**Text excerpt**

*** Block opens ***

Theodore Ryland Sizer (June 23, 1932 – October 21, 2009) was a leader of educational reform in the United States, the founder (and eventually President Emeritus) of the Essential school movement and was known for challenging longstanding practices and assumptions about the functioning of American secondary schools. Beginning in the late 1970s, he had worked with hundreds of high schools, studying the development and design of the American educational system, leading to his major work Horace's Compromise in 1984. In the same year, he founded the Coalition of Essential Schools based on the principles espoused in Horace's Compromise.

Life and career
Sizer was born in New Haven, Connecticut, the son of Caroline Wheelright (Foster) and Theodore Sizer, Sr. (1892–1967), an art history professor at Yale University. He received his B.A. in English from Yale in 1953 and subsequently served in the Army as an artillery officer. He later described his experience leading soldiers in a democratic and egalitarian fashion as a formative influence on his ideas about education. After  teaching in high schools, he earned his masters and doctorate in education from Harvard University in 1957 and 1961, respectively.  He was a faculty member and later dean of the Harvard Graduate School of Education, a position he held during the 1969 Harvard student strike. While dean, he reorganized the school into seven departments, expanding the resources available for research (particularly in the area of urban education), while expanding minority enrollment. In 1970, he received a Guggenheim Fellowship  for Education.

Sizer left Harvard to serve as headmaster of Phillips Academy in Andover, Massachusetts from 1972 to 1981, to lead a study of American high schools sponsored by the National Association of Secondary School Principals and the National Association of Independent Schools. From 1983 to 1997, he worked at Brown University as a professor and chair of the education department, and in 1993, he became the Founding Director of the Annenberg Institute for School Reform.

*** Block closes ***

**Given data**

*** Block opens ***

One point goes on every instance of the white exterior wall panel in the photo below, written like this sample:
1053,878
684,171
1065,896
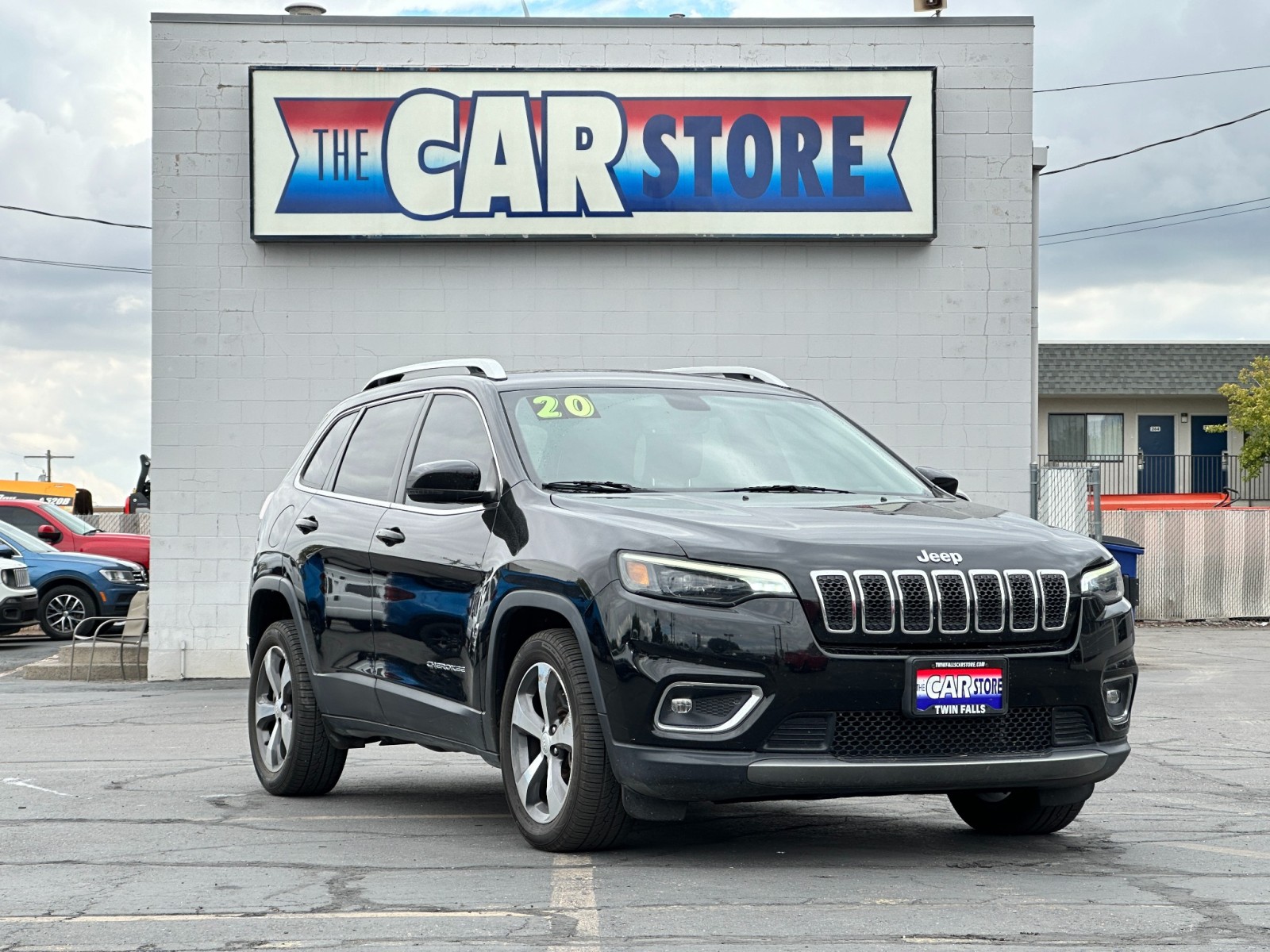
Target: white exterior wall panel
927,344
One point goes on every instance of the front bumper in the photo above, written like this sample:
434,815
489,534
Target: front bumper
19,609
721,774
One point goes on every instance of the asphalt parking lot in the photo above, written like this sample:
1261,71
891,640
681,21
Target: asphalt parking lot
131,819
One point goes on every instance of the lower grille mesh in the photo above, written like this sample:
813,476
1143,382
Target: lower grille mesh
892,734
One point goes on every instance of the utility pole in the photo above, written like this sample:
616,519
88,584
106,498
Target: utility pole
48,456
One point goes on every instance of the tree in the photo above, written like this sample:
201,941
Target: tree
1250,412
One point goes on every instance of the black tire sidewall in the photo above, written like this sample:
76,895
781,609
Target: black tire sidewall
1019,814
540,649
44,600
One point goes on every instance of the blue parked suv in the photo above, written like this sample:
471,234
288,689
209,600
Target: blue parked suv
73,587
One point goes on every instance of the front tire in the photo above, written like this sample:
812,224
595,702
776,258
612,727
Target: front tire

*** Block closes ***

Transcribe the part of the Theodore Sizer biography starting at "Sizer left Harvard" and ending at "for School Reform.". The items that come after the biography of Theodore Sizer are independent material with no connection to it.

**Response to the task**
Sizer left Harvard to serve as headmaster of Phillips Academy in Andover, Massachusetts from 1972 to 1981, to lead a study of American high schools sponsored by the National Association of Secondary School Principals and the National Association of Independent Schools. From 1983 to 1997, he worked at Brown University as a professor and chair of the education department, and in 1993, he became the Founding Director of the Annenberg Institute for School Reform.